Request
Extract each line of the data and write it out again exactly.

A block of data
▽
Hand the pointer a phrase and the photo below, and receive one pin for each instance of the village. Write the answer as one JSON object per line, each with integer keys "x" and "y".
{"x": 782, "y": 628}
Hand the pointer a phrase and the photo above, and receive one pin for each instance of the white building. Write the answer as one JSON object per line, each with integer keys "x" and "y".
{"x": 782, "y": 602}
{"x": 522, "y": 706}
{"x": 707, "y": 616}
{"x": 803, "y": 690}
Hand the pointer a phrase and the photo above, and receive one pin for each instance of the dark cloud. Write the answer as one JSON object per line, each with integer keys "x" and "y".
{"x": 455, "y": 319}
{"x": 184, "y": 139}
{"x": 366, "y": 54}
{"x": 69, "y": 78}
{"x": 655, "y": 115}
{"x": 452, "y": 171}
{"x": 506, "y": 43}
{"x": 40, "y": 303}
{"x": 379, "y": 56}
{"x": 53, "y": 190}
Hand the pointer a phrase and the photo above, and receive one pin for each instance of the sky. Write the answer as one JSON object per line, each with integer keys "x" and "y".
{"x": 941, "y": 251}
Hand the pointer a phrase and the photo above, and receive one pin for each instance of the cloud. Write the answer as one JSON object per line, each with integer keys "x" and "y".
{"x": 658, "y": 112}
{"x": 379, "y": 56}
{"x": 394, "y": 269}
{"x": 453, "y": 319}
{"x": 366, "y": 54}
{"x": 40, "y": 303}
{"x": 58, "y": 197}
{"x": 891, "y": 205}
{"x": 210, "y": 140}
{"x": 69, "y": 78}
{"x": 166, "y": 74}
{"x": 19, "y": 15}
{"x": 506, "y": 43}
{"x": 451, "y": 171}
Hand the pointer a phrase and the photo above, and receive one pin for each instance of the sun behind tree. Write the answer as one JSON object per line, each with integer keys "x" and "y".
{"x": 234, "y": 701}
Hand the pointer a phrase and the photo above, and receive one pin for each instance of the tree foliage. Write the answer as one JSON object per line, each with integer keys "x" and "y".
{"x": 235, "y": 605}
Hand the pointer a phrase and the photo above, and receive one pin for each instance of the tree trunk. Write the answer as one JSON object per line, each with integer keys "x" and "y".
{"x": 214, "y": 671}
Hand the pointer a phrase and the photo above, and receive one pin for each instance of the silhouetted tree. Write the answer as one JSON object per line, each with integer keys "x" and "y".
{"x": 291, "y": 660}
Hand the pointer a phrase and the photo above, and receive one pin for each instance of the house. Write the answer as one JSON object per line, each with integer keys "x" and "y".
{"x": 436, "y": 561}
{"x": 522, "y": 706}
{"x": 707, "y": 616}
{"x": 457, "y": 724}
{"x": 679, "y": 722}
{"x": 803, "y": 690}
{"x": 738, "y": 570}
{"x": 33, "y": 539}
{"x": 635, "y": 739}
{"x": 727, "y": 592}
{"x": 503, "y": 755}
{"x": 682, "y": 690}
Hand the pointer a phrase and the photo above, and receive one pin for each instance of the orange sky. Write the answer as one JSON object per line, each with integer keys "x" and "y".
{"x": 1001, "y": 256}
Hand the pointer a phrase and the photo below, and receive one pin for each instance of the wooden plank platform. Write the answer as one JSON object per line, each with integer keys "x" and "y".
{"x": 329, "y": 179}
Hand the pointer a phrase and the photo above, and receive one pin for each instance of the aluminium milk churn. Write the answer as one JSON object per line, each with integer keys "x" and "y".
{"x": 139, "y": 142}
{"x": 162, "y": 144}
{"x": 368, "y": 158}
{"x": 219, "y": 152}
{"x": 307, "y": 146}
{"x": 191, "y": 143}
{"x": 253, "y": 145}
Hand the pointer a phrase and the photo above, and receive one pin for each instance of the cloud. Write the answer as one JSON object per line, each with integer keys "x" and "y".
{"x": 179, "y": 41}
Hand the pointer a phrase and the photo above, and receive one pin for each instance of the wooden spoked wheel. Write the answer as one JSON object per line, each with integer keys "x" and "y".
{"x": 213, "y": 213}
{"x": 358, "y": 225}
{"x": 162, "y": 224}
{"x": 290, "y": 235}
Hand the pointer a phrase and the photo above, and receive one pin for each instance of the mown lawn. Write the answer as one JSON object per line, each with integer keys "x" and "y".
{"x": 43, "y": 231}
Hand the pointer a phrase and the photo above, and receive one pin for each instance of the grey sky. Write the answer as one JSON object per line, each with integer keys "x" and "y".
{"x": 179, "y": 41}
△
Solved problem
Hand the pointer a phrase and the photo below, and receive one pin for each instance of the village. Write the answer as one JSON object per line, each with integer keys "x" and "y".
{"x": 782, "y": 628}
Hand the pointer a phrase and the photo above, and receive one pin for each instance of the white building. Write the answer as one JSON object per line, each with integer keys "x" and "y".
{"x": 782, "y": 602}
{"x": 522, "y": 706}
{"x": 707, "y": 616}
{"x": 803, "y": 690}
Hand the pointer a phrase and the photo above, and receive one pin for each instance of the dark cloud. Write the answer as one JSON object per line, each with integer keys "x" and "y".
{"x": 455, "y": 319}
{"x": 184, "y": 139}
{"x": 366, "y": 54}
{"x": 69, "y": 78}
{"x": 655, "y": 115}
{"x": 452, "y": 171}
{"x": 506, "y": 43}
{"x": 40, "y": 303}
{"x": 379, "y": 56}
{"x": 53, "y": 190}
Hand the pointer a phrase and the photo above, and receive one pin for each instance of the sky. Write the answer as one JSON object per line, each with integer keys "x" and "y".
{"x": 941, "y": 251}
Hand the pointer a phrase and the photo above, and receive one pin for each instance of the cloud. Write the answer as one JSON object per line, each with integer keys "x" and "y".
{"x": 658, "y": 112}
{"x": 379, "y": 56}
{"x": 394, "y": 269}
{"x": 453, "y": 319}
{"x": 366, "y": 54}
{"x": 40, "y": 303}
{"x": 58, "y": 197}
{"x": 891, "y": 205}
{"x": 210, "y": 140}
{"x": 69, "y": 78}
{"x": 166, "y": 74}
{"x": 19, "y": 15}
{"x": 506, "y": 43}
{"x": 451, "y": 171}
Hand the pointer a phrase and the photo above, and receive one pin for each instance of the sun behind tree. Write the answer as one JSON object per line, each with integer keys "x" and "y".
{"x": 234, "y": 701}
Hand the pointer a phrase and the photo above, and receive one pin for each instance of the tree foliage. Write the answer as one JSON object per line, each with integer keys "x" and "y".
{"x": 235, "y": 605}
Hand the pointer a phrase and the photo above, and receive one pin for each instance of the tree trunk. Write the answer as one JSON object per line, each with integer keys "x" and "y".
{"x": 214, "y": 671}
Hand the pointer a phrase and the photo above, and receive one pin for each instance of the silhouetted tree. Write the answer as one JSON object per line, each with integer keys "x" and "y".
{"x": 291, "y": 660}
Hand the pointer a phrase and the photo above, and receive one pin for each instance of the house. Write the answer as one JSON object per line, each with integer keys "x" and "y".
{"x": 436, "y": 561}
{"x": 522, "y": 706}
{"x": 707, "y": 616}
{"x": 457, "y": 724}
{"x": 679, "y": 722}
{"x": 803, "y": 690}
{"x": 738, "y": 570}
{"x": 33, "y": 539}
{"x": 635, "y": 739}
{"x": 727, "y": 592}
{"x": 503, "y": 755}
{"x": 682, "y": 690}
Hand the pointer a phrase and the photo above, and receive one pin for each instance of the orange sky. Write the answer as one JSON object per line, each with integer keys "x" and "y".
{"x": 1001, "y": 256}
Hand the pointer a phrase and the photo below, and receive one pin for each instance of the wooden plank platform. Write the answer as one JSON object per line, each with integer keys "x" and "y".
{"x": 329, "y": 179}
Hand the pointer a phrase and the photo above, and receive one pin for each instance of the aluminium milk churn. Write the answer as one JSON object per line, each with integer keys "x" and "y".
{"x": 139, "y": 142}
{"x": 162, "y": 144}
{"x": 368, "y": 158}
{"x": 219, "y": 152}
{"x": 307, "y": 146}
{"x": 191, "y": 143}
{"x": 253, "y": 145}
Hand the pointer a phrase and the photo above, and receive one pin for each instance of the cloud. Write the answer as one JSON object per line, each with integer keys "x" and "y".
{"x": 179, "y": 41}
Hand the pointer a phrase and the photo above, and receive one pin for each instance of the wooden spoked wheel. Write the answer as one JSON object per line, each with integer keys "x" and "y".
{"x": 213, "y": 213}
{"x": 358, "y": 225}
{"x": 162, "y": 224}
{"x": 290, "y": 235}
Hand the pointer a phrase and the photo above, and receive one pin for each instance of the mown lawn. Write the answer as one JSON object per line, each with integer keys "x" and "y".
{"x": 43, "y": 231}
Hand the pointer a phrase and the photo above, and receive one pin for each instance of the grey sky. Write the answer as one JSON object per line, each with integer keys "x" and "y".
{"x": 179, "y": 41}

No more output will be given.